Effects of permanent magnetic fields on the proliferation of Phalaenopsis protocorm-like bodies using liquid medium

• Published in: Scientia horticulturae Vol. 128; no. 4; pp. 479 - 484
• Main Authors: Van, Pham Thanh, Teixeira da Silva, Jaime A., Ham, Le Huy, Tanaka, Michio
• Format: Journal Article
• Language: English
• Published: Amsterdam Elsevier B.V 10.05.2011; Elsevier
• Subjects: Agronomy. Soil science and plant productions; Biological and medical sciences; Culture media; Culture vessel; Fundamental and applied biological sciences. Psychology; General agronomy. Plant production; Magnetic fields; Micropropagation; Miracle Pack; Phalaenopsis; Protocorm-like body; Vegetative propagation. Micropropagation; Vegetative propagation. Sowing and planting. Harvesting; Culture vessel; Culture media; Phalaenopsis; Micropropagation; Magnetic fields; Protocorm-like body; Miracle Pack; Culture medium; Monocotyledones; Horticulture; Plant juvenile growth stage; Ornamental crop; Liquid medium; Proliferation; Organogenesis; Vessel; Orchidaceae; Angiospermae; Spermatophyta; Magnetic field
• ISSN: 0304-4238; 1879-1018
• DOI: 10.1016/j.scienta.2011.01.018

► This is the first study ever to address the effects of magnetic fields (MFs) on the proliferation of Phalaenopsis protocorm-like bodies (PLBs). ► This is also the first experiment about the proliferation of Phalaenopsis PLBs using liquid medium in the “Miracle Pack ®” culture system. ► The findings of our study are clear, i.e., there are actual effects on the proliferation of PLBs: South pole had a stronger effect than the North pole. ► The MF of 0.1 T – S resulted in the greatest fresh and dry weights of regenerated PLBs. Magnetic fields (MFs) have been applied for the first time in orchid micropropagation. Protocorm-like bodies (PLBs) – approximately 3 mm in diameter – first derived from leaf segment culture of Phalaenopsis Gallant Beau ‘George Vazquez’, were subcultured every 2 months, and served as initial explants. The proliferation of Phalaenopsis PLBs in liquid medium in the Miracle Pack ® culture system was affected by the action of different intensities and polarities of MFs: 0.1, 0.15 and 0.2 Tesla (T) at North (N) and South (S) poles. The MF of 0.1 T – S resulted in the greatest fresh weight of regenerated PLBs. The average number of neo-PLBs formed per clusters in the PLB treated by MF: 0.1–0.2 T was decreased compared to the control exposed to natural MF (5 × 10 −6 T). The proliferation of PLBs under 0.15 T – MF at both N and S poles for 2 and 7 weeks demonstrated that a longer duration of exposure to an MF of 0.15 T, regardless of the polarity, resulted in greater biomass of newly formed PLBs and smaller average number of newly formed PLBs. The S pole of MF had stronger effects on Phalaenopsis PLBs proliferation than the N pole did in all treatments.

## Description of the task
Answer these from the Phalaenopsis magnetic field article above:
(a) In which journal was the article published?
(b) About what diameter were the protocorm-like bodies used as initial explants?
(c) Which magnetic field treatment produced the greatest fresh weight of regenerated PLBs?

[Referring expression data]
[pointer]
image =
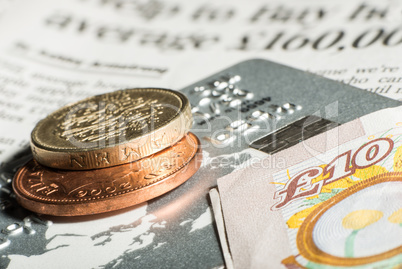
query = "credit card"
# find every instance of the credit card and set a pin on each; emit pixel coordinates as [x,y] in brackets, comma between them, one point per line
[246,111]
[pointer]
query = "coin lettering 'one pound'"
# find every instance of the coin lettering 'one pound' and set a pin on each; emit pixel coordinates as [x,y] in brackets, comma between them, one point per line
[74,193]
[111,129]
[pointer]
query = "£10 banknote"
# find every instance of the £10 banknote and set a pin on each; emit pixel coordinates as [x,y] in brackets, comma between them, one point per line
[331,201]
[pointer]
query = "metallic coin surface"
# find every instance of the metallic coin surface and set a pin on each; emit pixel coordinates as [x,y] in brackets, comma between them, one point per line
[111,129]
[73,193]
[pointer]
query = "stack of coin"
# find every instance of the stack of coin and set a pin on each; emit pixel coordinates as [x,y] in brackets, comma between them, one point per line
[109,152]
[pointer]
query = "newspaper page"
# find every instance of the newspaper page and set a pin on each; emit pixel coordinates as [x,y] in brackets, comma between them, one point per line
[56,52]
[337,209]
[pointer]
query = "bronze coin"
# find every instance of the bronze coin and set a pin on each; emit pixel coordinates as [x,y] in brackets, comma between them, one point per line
[73,193]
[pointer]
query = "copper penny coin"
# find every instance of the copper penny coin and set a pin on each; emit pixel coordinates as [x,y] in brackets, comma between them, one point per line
[74,193]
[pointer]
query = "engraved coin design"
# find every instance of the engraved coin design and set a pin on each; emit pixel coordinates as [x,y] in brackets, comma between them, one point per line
[111,129]
[72,193]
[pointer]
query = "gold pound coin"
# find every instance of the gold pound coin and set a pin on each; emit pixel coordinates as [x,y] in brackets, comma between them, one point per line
[111,129]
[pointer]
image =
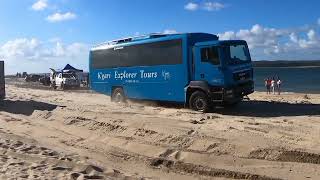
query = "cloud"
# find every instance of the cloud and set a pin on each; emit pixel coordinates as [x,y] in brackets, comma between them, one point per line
[169,31]
[33,55]
[191,6]
[57,17]
[272,43]
[207,6]
[40,5]
[213,6]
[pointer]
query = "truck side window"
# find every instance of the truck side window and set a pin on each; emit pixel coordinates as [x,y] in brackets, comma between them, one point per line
[210,54]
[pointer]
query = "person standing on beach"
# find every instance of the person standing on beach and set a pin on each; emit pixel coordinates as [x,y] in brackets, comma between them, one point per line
[273,83]
[279,85]
[268,84]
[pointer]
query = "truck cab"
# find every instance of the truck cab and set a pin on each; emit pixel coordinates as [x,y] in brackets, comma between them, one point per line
[2,81]
[222,73]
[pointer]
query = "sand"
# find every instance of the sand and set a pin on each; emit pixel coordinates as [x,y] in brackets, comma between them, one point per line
[73,135]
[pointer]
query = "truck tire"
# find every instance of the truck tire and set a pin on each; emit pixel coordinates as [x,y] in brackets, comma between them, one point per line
[118,96]
[199,101]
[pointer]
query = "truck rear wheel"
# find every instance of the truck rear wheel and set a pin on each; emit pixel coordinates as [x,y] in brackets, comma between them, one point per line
[118,96]
[199,101]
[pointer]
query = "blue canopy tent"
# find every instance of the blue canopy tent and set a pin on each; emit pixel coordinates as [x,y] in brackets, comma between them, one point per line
[69,68]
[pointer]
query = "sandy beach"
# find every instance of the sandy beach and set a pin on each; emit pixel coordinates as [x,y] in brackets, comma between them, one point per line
[47,134]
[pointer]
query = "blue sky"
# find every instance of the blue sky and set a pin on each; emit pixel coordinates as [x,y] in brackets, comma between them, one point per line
[38,34]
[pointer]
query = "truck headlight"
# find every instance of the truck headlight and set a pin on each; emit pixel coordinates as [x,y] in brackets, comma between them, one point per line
[229,91]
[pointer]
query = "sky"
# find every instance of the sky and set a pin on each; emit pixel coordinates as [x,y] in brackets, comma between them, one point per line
[36,35]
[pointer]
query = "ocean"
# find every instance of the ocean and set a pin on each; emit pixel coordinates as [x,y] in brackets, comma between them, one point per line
[294,79]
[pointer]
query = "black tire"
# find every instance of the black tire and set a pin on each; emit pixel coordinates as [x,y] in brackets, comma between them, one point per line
[118,96]
[199,101]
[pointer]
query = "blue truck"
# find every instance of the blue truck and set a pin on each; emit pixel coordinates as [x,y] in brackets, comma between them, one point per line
[2,81]
[196,69]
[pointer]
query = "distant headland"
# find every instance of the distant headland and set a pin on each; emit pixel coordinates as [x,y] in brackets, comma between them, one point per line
[287,63]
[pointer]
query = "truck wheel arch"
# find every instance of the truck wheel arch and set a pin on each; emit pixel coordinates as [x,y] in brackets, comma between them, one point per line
[196,86]
[120,90]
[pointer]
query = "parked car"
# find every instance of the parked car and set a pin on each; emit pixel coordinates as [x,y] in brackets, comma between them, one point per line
[45,80]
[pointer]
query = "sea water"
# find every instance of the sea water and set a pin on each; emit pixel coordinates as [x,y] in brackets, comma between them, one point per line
[294,79]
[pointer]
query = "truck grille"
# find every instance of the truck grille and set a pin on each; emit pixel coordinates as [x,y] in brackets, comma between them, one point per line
[243,75]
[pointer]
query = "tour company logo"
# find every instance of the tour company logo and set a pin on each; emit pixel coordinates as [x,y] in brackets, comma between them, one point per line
[166,75]
[141,74]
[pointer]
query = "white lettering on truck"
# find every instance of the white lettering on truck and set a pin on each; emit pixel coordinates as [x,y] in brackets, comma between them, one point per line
[148,74]
[103,76]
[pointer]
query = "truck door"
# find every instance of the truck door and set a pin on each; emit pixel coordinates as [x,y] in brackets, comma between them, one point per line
[207,65]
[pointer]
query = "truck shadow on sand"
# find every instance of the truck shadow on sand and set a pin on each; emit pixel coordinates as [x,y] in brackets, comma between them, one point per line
[256,108]
[25,107]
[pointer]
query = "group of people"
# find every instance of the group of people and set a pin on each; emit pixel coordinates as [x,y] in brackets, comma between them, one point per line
[273,85]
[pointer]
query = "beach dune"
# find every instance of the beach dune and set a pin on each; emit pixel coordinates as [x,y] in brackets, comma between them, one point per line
[82,135]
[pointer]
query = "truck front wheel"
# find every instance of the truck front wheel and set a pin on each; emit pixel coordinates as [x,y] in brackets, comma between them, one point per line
[118,96]
[199,101]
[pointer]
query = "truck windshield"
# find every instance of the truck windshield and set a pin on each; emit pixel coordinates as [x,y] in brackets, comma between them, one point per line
[236,53]
[68,76]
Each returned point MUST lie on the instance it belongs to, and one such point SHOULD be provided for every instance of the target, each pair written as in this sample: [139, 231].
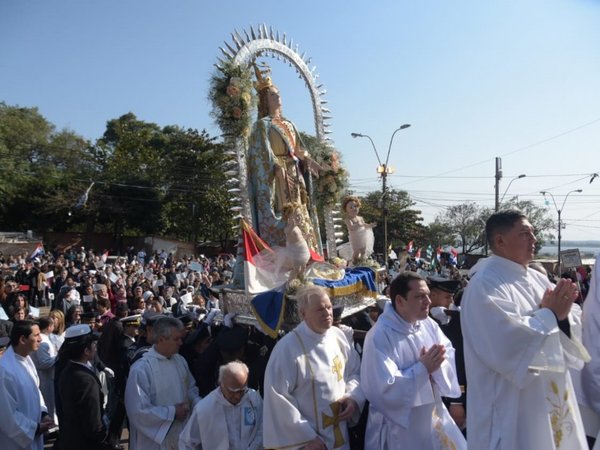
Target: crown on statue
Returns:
[263, 80]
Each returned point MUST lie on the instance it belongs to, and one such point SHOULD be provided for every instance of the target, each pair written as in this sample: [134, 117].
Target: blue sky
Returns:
[517, 79]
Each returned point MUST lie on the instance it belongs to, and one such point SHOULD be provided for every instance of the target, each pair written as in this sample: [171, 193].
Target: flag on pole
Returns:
[256, 275]
[453, 256]
[38, 251]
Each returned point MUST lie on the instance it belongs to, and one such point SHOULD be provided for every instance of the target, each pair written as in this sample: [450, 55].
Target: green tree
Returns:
[467, 222]
[39, 169]
[404, 223]
[543, 224]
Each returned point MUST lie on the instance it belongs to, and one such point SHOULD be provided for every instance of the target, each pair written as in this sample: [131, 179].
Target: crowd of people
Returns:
[135, 342]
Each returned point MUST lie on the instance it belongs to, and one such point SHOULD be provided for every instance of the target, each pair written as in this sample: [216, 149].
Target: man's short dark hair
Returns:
[501, 222]
[21, 328]
[400, 284]
[44, 323]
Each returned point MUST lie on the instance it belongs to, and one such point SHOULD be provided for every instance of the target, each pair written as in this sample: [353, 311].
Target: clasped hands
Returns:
[433, 358]
[560, 299]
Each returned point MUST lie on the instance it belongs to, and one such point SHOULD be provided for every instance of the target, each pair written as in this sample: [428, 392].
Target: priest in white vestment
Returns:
[44, 359]
[229, 417]
[408, 365]
[518, 348]
[21, 402]
[160, 391]
[311, 382]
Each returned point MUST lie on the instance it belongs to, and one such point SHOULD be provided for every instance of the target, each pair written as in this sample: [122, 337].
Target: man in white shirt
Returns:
[312, 381]
[408, 365]
[232, 404]
[160, 391]
[24, 418]
[518, 347]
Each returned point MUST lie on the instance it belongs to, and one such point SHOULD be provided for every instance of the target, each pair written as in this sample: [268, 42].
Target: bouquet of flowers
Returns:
[232, 97]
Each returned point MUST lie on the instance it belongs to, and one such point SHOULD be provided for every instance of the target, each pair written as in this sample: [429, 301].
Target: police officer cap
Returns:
[135, 320]
[199, 334]
[337, 311]
[149, 318]
[443, 284]
[76, 332]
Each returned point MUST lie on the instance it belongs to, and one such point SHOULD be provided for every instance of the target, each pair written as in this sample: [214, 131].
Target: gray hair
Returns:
[164, 325]
[305, 293]
[233, 368]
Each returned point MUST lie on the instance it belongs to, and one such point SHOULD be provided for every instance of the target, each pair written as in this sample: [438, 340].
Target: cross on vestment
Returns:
[334, 421]
[337, 367]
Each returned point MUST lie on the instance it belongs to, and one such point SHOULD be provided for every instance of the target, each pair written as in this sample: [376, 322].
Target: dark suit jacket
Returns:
[453, 331]
[81, 426]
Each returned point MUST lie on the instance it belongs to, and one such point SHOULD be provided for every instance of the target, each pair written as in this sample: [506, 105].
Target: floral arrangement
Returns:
[332, 183]
[294, 285]
[338, 262]
[370, 263]
[232, 96]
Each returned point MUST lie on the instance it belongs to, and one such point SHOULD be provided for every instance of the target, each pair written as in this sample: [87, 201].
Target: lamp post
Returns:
[559, 212]
[507, 187]
[383, 170]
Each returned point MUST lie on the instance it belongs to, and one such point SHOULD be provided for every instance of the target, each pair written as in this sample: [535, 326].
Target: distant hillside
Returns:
[575, 244]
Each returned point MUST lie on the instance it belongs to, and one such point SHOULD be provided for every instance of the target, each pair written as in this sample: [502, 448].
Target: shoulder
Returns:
[254, 397]
[206, 406]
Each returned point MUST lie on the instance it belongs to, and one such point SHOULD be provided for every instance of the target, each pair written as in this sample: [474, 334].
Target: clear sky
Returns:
[517, 79]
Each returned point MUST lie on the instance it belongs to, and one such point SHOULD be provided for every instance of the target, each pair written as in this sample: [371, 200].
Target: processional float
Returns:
[232, 94]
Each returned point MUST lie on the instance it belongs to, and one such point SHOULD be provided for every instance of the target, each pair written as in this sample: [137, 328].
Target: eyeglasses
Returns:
[242, 390]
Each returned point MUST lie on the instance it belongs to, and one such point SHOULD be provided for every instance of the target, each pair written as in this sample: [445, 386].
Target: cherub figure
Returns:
[360, 233]
[296, 253]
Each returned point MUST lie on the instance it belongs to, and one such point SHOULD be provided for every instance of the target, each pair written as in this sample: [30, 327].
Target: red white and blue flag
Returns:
[453, 256]
[258, 258]
[38, 251]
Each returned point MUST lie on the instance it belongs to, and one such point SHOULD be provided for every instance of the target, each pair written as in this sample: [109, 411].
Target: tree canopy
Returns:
[141, 178]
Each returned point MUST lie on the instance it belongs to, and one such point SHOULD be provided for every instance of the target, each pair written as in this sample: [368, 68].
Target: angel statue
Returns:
[360, 234]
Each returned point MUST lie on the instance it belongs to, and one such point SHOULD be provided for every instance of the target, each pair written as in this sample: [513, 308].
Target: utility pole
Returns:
[383, 169]
[498, 178]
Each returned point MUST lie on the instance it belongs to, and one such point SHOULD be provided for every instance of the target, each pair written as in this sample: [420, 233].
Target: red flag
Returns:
[258, 262]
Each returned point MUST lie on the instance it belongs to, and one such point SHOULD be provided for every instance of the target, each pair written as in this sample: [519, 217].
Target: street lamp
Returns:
[507, 187]
[383, 170]
[559, 211]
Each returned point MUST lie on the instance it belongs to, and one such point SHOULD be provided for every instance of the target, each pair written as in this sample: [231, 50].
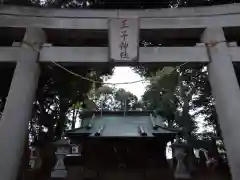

## Answer area
(a) Scientia horticulturae (Vol. 128, no. 4, pp. 479–484)
(b) Approximately 3 mm
(c) 0.1 T – S